-- START MATERIALS PROVIDED --
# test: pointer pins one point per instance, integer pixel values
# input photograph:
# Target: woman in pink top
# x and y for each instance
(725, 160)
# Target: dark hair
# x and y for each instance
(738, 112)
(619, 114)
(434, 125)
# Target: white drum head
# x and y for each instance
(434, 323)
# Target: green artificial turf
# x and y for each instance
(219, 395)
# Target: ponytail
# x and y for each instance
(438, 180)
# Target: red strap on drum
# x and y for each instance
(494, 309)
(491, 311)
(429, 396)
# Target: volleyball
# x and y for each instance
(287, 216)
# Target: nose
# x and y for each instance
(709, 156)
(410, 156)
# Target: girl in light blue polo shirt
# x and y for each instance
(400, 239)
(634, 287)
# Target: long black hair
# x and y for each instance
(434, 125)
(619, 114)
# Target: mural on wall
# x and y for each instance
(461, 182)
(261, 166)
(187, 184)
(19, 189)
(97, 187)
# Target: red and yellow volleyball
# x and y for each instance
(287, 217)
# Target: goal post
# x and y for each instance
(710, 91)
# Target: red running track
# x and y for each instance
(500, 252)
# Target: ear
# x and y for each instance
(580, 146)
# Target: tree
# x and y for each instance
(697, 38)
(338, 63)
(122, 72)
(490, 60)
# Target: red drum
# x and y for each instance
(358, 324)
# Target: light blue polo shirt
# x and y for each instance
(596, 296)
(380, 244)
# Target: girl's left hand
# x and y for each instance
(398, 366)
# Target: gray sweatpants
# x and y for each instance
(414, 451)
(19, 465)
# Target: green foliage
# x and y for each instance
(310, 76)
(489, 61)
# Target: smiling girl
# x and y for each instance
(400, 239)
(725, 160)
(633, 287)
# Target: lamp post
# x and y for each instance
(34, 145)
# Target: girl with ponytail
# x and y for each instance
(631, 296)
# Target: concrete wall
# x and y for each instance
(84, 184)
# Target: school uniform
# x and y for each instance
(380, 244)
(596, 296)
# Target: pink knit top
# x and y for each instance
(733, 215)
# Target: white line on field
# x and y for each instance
-- END MATERIALS PROVIDED --
■ **WORK TO COMPLETE**: Convert every line of the records above into a JSON array of strings, one string per line, with blank lines omitted.

■ **REPLY**:
[
  "# test: pointer pins one point per instance, integer pixel values",
  "# input photograph:",
  "# Target: woman in pink top",
  "# x and y for each instance",
  "(725, 160)",
  "# Target: dark hair",
  "# x and y for each instance",
  "(738, 112)",
  "(619, 114)",
  "(434, 125)",
  "# Target: white drum head",
  "# x and y for each instance",
  "(434, 323)",
  "# Target: green artificial turf",
  "# x and y for each instance",
  "(219, 395)",
  "# Target: ponytail",
  "# x and y for each instance",
  "(438, 180)",
  "# Target: red strap on drum",
  "# x and y for each instance",
  "(494, 309)",
  "(491, 311)",
  "(429, 396)",
  "# Target: volleyball",
  "# x and y for each instance",
  "(287, 216)",
  "# Target: nose",
  "# x and y for each instance",
  "(709, 156)",
  "(410, 156)",
  "# Target: girl in light blue polo shirt",
  "# x and y for each instance",
  "(400, 239)",
  "(634, 287)",
  "# Target: long black hair",
  "# x and y for each instance",
  "(434, 125)",
  "(619, 114)",
  "# Target: mural on wall",
  "# x and y for each instance",
  "(461, 182)",
  "(261, 166)",
  "(187, 184)",
  "(19, 189)",
  "(97, 187)",
  "# Target: red and yellow volleyball",
  "# x and y for each instance",
  "(287, 217)",
  "# Target: goal post",
  "# x and y for each instance",
  "(710, 91)",
  "# Target: red running track",
  "# x and y for each instance",
  "(500, 252)",
  "# Target: ear",
  "# x and y for each instance",
  "(580, 146)",
  "# Target: tree",
  "# x and y for each instance",
  "(697, 38)",
  "(338, 63)",
  "(122, 72)",
  "(490, 60)",
  "# Target: red drum",
  "# x and y for each instance",
  "(358, 324)",
  "# Target: light blue polo shirt",
  "# x and y for each instance",
  "(596, 296)",
  "(380, 244)",
  "# Target: girl's left hand",
  "# x and y for each instance",
  "(398, 366)",
  "# Target: gray sweatpants",
  "# x and y for each instance",
  "(414, 451)",
  "(19, 465)",
  "# Target: green foliage",
  "# x and y for each instance",
  "(310, 76)",
  "(489, 61)",
  "# Target: smiling girl",
  "# x and y for each instance",
  "(400, 239)",
  "(725, 160)",
  "(633, 287)",
  "# Target: lamp post",
  "# x and y for each instance",
  "(34, 145)",
  "# Target: girl with ponytail",
  "# x and y for each instance",
  "(631, 296)",
  "# Target: concrete wall",
  "# x and y for each instance",
  "(84, 184)",
  "# Target: school uniform",
  "# x and y for each instance",
  "(380, 244)",
  "(596, 296)",
  "# Target: pink knit top",
  "# x and y for each instance",
  "(733, 215)",
  "# Target: white line on field",
  "# x and y for each instance"
]